Print every item below word for word, reproducing each line unchanged and in the same order.
--- Start of RECORDS ---
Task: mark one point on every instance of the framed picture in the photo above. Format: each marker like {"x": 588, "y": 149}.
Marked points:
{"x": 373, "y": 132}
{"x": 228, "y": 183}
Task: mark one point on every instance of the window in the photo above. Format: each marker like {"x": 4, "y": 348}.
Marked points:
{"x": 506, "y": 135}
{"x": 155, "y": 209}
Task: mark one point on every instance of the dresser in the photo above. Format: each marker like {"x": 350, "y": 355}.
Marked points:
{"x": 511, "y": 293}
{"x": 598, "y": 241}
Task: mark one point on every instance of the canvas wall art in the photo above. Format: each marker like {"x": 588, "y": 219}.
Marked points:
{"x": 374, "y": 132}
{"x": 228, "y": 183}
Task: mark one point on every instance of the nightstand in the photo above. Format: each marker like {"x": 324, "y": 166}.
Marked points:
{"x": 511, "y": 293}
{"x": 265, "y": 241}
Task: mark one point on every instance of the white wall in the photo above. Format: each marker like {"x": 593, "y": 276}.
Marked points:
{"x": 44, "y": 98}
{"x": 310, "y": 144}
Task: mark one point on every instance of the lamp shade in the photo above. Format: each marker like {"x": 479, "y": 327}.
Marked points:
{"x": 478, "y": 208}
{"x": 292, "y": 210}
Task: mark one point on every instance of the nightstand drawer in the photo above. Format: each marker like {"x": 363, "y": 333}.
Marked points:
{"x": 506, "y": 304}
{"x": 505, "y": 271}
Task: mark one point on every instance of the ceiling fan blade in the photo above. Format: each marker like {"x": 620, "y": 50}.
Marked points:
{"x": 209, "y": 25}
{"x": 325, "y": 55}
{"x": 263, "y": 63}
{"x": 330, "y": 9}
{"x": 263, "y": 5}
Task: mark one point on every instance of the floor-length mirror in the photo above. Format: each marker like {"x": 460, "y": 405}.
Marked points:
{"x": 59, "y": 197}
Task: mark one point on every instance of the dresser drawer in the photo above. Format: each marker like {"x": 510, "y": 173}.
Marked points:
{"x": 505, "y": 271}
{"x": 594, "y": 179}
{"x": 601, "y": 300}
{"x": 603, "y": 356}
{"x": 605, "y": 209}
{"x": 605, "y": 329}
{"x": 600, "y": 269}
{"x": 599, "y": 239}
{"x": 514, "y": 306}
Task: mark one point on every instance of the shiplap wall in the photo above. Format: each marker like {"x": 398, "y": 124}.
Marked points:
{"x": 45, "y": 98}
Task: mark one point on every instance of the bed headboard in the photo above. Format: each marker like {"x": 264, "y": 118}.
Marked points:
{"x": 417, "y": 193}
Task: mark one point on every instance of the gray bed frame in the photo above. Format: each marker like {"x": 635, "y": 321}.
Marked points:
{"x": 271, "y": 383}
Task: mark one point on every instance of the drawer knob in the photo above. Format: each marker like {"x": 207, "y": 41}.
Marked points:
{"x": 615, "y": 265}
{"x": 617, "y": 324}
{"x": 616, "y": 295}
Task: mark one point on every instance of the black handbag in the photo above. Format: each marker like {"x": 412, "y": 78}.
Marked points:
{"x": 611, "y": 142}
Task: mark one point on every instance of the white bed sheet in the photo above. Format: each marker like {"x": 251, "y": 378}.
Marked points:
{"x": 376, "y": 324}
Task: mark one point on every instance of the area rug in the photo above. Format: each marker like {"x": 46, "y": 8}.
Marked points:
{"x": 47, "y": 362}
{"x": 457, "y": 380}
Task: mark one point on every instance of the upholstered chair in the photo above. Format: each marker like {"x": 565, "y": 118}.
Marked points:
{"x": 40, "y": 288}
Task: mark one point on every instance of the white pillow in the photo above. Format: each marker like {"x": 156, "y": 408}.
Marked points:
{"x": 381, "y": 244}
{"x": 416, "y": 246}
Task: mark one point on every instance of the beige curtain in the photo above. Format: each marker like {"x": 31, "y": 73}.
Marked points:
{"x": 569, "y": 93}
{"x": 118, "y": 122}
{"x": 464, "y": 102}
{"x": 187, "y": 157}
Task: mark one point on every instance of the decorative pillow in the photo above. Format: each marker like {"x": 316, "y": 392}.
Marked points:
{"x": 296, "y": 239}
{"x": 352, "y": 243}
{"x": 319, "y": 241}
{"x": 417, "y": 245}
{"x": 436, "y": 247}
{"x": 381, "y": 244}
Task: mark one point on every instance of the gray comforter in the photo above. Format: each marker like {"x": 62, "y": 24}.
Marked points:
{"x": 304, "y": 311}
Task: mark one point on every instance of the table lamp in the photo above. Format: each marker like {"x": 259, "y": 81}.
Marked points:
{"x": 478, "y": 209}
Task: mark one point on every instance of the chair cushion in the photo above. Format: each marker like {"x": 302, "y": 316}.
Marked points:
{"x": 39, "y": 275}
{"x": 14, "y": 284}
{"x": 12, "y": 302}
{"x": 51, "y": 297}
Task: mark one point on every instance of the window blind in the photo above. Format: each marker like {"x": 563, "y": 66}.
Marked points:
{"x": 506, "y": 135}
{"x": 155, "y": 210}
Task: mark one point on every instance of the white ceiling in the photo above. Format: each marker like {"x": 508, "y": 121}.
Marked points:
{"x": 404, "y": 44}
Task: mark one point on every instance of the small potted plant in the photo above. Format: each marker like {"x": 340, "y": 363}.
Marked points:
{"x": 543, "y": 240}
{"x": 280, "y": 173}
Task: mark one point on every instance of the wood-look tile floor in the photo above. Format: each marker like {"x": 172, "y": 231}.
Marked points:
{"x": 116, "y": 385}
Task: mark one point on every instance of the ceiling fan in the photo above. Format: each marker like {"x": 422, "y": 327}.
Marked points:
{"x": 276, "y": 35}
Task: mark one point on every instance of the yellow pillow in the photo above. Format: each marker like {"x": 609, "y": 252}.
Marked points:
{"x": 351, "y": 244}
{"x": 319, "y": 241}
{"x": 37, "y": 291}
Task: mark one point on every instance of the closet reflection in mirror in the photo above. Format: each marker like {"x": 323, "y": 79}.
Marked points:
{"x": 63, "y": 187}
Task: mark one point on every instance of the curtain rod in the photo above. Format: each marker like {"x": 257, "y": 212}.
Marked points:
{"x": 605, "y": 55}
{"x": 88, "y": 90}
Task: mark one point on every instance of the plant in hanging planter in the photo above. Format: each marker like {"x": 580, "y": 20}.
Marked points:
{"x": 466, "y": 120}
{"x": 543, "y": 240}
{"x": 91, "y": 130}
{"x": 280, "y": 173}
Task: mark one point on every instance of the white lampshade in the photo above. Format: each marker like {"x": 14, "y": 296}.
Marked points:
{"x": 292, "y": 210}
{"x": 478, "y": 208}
--- End of RECORDS ---
§ **SOLUTION TO THIS EXERCISE**:
Task: mark one point on every instance of the framed picture in the photo above. Format: each marker like {"x": 588, "y": 149}.
Marked points:
{"x": 373, "y": 132}
{"x": 228, "y": 183}
Task: mark one point on every instance of the window in the photo above. Format: each marker like {"x": 4, "y": 348}.
Marked points:
{"x": 506, "y": 135}
{"x": 155, "y": 209}
Task: mark one point on every instance of the dresser in the photo above. Format: each marker like {"x": 350, "y": 355}.
Marked points:
{"x": 511, "y": 293}
{"x": 598, "y": 241}
Task: mark one point on every instance of the canvas wall art in the photo above. Format: each marker like {"x": 588, "y": 219}.
Marked points:
{"x": 374, "y": 132}
{"x": 228, "y": 183}
Task: mark one point on every instance of the nightstand in the photo above. Format: each marker like {"x": 324, "y": 166}.
Marked points:
{"x": 511, "y": 293}
{"x": 265, "y": 241}
Task: mark one point on every instance of the white wall in the photo above. Format: each marker like {"x": 593, "y": 276}.
Marked points:
{"x": 44, "y": 98}
{"x": 310, "y": 144}
Task: mark one point on every instance of the lamp shade in the photo above. Format: each marker like {"x": 479, "y": 327}.
Marked points:
{"x": 478, "y": 208}
{"x": 292, "y": 210}
Task: mark one point on every instance of the nightstand drawer in the photo above. Format: each marker like {"x": 363, "y": 333}.
Marked points:
{"x": 506, "y": 304}
{"x": 505, "y": 271}
Task: mark one point on every instance of the ceiling fan blade in the photo above. Format: each marker like {"x": 620, "y": 50}.
Marked points:
{"x": 209, "y": 25}
{"x": 325, "y": 55}
{"x": 263, "y": 63}
{"x": 330, "y": 9}
{"x": 263, "y": 5}
Task: mark one point on every instance of the floor-length mirror in the photo above. Format: each marker like {"x": 460, "y": 405}.
Marked points:
{"x": 59, "y": 197}
Task: mark one point on every instance of the dresser drawer in the photo above. Format: each marker like {"x": 510, "y": 173}.
Marked points:
{"x": 505, "y": 271}
{"x": 594, "y": 179}
{"x": 601, "y": 300}
{"x": 603, "y": 356}
{"x": 605, "y": 209}
{"x": 605, "y": 329}
{"x": 600, "y": 269}
{"x": 599, "y": 239}
{"x": 514, "y": 306}
Task: mark one point on every instance of the shiplap wall in the photo above. Format: each marker like {"x": 398, "y": 124}.
Marked points:
{"x": 45, "y": 98}
Task: mark one point on every instance of the bed headboard in the photo above. Format: each marker like {"x": 264, "y": 118}.
Marked points:
{"x": 417, "y": 193}
Task: mark one point on every instance of the gray bed frame in the photo above. Format: each marker like {"x": 635, "y": 321}.
Marked points:
{"x": 271, "y": 383}
Task: mark one point on every instance of the drawer knob in the photo above. Format: each marker like {"x": 207, "y": 41}.
Marked points:
{"x": 615, "y": 265}
{"x": 617, "y": 324}
{"x": 616, "y": 295}
Task: mark one point on every instance of the black handbag in the photo above. Format: each marker like {"x": 412, "y": 78}.
Marked points:
{"x": 611, "y": 142}
Task: mark one point on every instance of the white bed sheet in the photo above. Format: each marker like {"x": 251, "y": 378}.
Marked points:
{"x": 376, "y": 324}
Task: mark one point on every instance of the area rug in the photo above. Format: each marker like {"x": 46, "y": 8}.
Marked points:
{"x": 47, "y": 362}
{"x": 457, "y": 380}
Task: mark one point on every instance of the upholstered chair in the photo above. Format: each marker like {"x": 565, "y": 118}.
Marked points:
{"x": 40, "y": 288}
Task: mark one point on every instance of the white pillow in the photo above. Format: each marker like {"x": 156, "y": 408}.
Marked points:
{"x": 381, "y": 244}
{"x": 416, "y": 246}
Task: mark one point on every instance of the beige curtain in the photo above. Format: each marker like {"x": 31, "y": 73}.
Marked points:
{"x": 569, "y": 93}
{"x": 118, "y": 122}
{"x": 464, "y": 102}
{"x": 187, "y": 157}
Task: mark one point on every instance of the decorative pillow in the photo above. Format: each marker like {"x": 316, "y": 392}.
Marked points:
{"x": 296, "y": 239}
{"x": 352, "y": 243}
{"x": 319, "y": 241}
{"x": 417, "y": 245}
{"x": 436, "y": 247}
{"x": 381, "y": 244}
Task: mark one point on every instance of the gray comforter in the photo above. Format: each marker like {"x": 62, "y": 24}.
Marked points:
{"x": 304, "y": 311}
Task: mark one point on every instance of the table lamp in the photo above. Format: each marker like {"x": 259, "y": 81}.
Marked points:
{"x": 478, "y": 209}
Task: mark one point on every instance of the chair cushion in the photo above. Format: each marker like {"x": 302, "y": 316}.
Marked points:
{"x": 39, "y": 275}
{"x": 14, "y": 284}
{"x": 12, "y": 302}
{"x": 51, "y": 297}
Task: mark one point on every instance of the window blind in the photo above. Format: each marker like {"x": 563, "y": 66}.
Marked points:
{"x": 506, "y": 135}
{"x": 155, "y": 210}
Task: mark one point on every instance of the white ceiling in the photo above. Format: each marker like {"x": 508, "y": 121}.
Marked points:
{"x": 404, "y": 44}
Task: mark one point on every instance of the small potted plant in the photo above. Format: each marker like {"x": 340, "y": 363}.
Marked points:
{"x": 543, "y": 240}
{"x": 280, "y": 173}
Task: mark one point on every instance of the wood-look tile floor in the photo above. Format: each marker like {"x": 172, "y": 231}.
Marked points:
{"x": 116, "y": 385}
Task: mark one point on every instance of the ceiling fan in the photo above. Format: each marker like {"x": 422, "y": 327}.
Marked points:
{"x": 276, "y": 35}
Task: mark one point on every instance of the yellow pillow in the photo above. Format: each marker like {"x": 609, "y": 252}.
Marked points:
{"x": 351, "y": 244}
{"x": 319, "y": 241}
{"x": 37, "y": 291}
Task: mark one point on every instance of the closet reflection in mirror in the photo above. Format: each marker like {"x": 323, "y": 79}.
Marked points:
{"x": 63, "y": 187}
Task: mark one point on every instance of the curtain rod in the photo above. Format: each marker like {"x": 257, "y": 212}.
Marked points:
{"x": 605, "y": 55}
{"x": 88, "y": 90}
Task: mark one point on every instance of the plant in hanging planter in the photo above. Format: each marker like {"x": 580, "y": 20}.
Marked points:
{"x": 466, "y": 120}
{"x": 543, "y": 240}
{"x": 91, "y": 130}
{"x": 280, "y": 173}
Task: mark one point on every instance of the white lampshade in the photo above. Format: each marker like {"x": 14, "y": 296}.
Marked points:
{"x": 292, "y": 210}
{"x": 478, "y": 208}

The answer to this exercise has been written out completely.